Como levantar as pesadas peças de virola?

Como descer lá do sótão as tábuas virgens?

com a força dos músculos em tensão, não há como sair sem os desgastes oriundos da queda. Uma pequena queda num estacionamento, onde eu  buscava uma vaga, para aquietar a nervosa 125.

fatos pequenos do dia se confundem com os caminhos da alma. Tenho pensado em deixar ao longe, de vez, quieto como uma peraltice da infância, esse sonho. Penso por mil vezes em abandonar a cenografia. Na minha vida, a cenografia teve um começo ruim, e as tramas terríveis desse começo ainda me incomodam.

Por outro lado, calar esse léxico, que me faz sentir um pequeno deus construtor de Édens, seria calar não só a trama suja, mas parte boa de minha alegria.

Tenho pensado idiotices mexicanas. tenho imaginado mulheres de longas cabeleiras laqueadas a chorar sem lágrimas diante de uma câmera, dizendo a si mesmas: "pobre mundo que não mereço". tudo isso é claro, antes do engraçadíssimo comercial de shampoo.

E das coisas que faço, a melhor bem que poderia ser escolhida e colocada num trono. A melhor ação que tomo em arte, suponho, não carece de corpo algum além do meu. É uma masturbação frequente. aperto as teclas e as palavras vão surgindo..  e todas as emoções conhecidas, desconhecidas, nomeadas ou não, cabem e se constroem entre meus dedos e a minha vontade... basta que eu persista, mesmo que os músculos me implorem para que eu desista.

┄┄┄┄┄┄

# INSTRUÇÕES DA TAREFA:
Redija a continuação do texto acima sobre a cenografia e a escrita, começando logo após a sua última frase.

┄┄┄┄┄┄

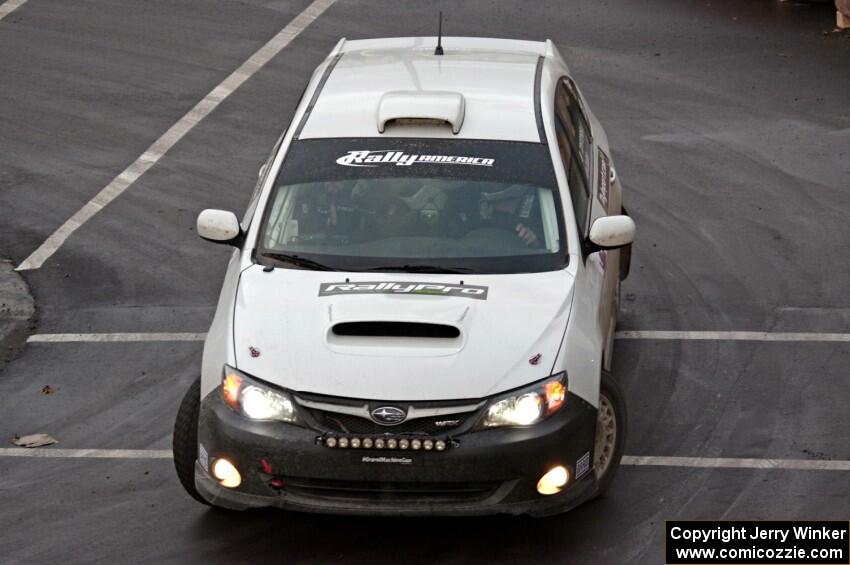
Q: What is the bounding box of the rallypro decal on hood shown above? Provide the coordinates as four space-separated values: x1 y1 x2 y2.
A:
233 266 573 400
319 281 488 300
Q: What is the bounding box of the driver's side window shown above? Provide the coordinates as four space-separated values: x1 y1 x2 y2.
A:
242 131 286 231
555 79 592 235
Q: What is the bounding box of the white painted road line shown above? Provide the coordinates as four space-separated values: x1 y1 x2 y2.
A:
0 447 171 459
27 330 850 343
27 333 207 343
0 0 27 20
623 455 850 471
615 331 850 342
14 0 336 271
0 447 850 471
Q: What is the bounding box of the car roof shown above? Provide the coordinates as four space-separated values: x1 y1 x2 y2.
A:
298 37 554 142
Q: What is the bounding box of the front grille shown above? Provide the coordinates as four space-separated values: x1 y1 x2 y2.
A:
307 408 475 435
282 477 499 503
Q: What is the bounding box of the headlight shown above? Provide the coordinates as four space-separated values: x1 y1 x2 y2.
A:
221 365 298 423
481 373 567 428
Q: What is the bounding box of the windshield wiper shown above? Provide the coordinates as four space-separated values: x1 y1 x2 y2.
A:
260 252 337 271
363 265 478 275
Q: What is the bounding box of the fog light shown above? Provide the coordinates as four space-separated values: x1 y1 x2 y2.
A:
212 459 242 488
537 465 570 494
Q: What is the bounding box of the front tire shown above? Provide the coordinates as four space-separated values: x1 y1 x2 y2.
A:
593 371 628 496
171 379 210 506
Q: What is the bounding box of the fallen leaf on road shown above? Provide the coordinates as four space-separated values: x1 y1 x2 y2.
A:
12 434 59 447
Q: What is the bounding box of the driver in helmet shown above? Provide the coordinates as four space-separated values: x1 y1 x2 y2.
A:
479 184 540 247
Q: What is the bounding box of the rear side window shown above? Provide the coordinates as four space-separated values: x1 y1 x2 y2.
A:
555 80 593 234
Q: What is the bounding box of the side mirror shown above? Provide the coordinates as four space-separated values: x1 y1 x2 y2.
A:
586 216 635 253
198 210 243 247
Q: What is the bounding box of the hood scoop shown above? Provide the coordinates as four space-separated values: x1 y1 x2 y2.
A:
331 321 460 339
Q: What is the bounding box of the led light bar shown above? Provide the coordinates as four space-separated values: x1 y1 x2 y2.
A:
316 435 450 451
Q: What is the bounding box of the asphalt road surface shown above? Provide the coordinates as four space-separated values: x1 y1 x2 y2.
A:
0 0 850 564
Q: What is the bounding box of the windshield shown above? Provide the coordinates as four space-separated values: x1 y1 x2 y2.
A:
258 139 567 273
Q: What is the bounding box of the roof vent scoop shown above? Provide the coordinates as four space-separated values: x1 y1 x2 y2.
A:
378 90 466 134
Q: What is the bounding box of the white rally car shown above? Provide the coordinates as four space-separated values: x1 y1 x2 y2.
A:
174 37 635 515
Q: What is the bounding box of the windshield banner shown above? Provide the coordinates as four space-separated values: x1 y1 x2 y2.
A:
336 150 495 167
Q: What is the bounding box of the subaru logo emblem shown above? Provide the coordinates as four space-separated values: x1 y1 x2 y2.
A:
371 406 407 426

┄┄┄┄┄┄

# RESPOSTA DA TAREFA:
Não sinto vontade de começar a construir o que devo construir no atelier, tolos de mente pequena diriam que isto é preguiça. Esta cidade, desde quando nela resolvi me aquietar, tem tido a incumbência de me revelar a primazia, os sub produtos de toda a merda da civilização ocidental. A primeira de todas, foi essa sensação de estar só, após ter julgado encontrar uma  fatídica possibilidade contrária. e de toda sensação de solidão, a que mais me castigou foi uma, proveniente de um fruto, um fruto que, pelas barbas de Netuno,  não para de crescer. Minha filha, Pirilampo, distante, crescendo dia após dia longe de mim. Que pesado fardo para um coração malignamente egoísta e pseudo pós cristão de pai,  como o meu! É como se eu tivesse orgulho de ter um sofrimento que caberia tranquilamente no meu crachá de servidor público:  PAI DISTANTE. Um cristão saberia bem como resolver a questão: Meu Deus sangrou numa cruz, eles dizem, de que vale esse teu sofrimentozinho de merda? eles indagam. Feche os olhos e cante como um débil mental, eles aconselhariam.

Sofrimento para descer as pesadas peças lá de cima, com os músculos do peito e as costelas dando o ar de sua dolorida graça.

Puta que pariu! Vão se foder, bando de filhos da puta!

Ah...  Se os xingamentos me livrassem de toda essa lama fedorenta, eu seria o dono da Phebo e distribuiria sabonetes de graça para todos os sofredores da cidade.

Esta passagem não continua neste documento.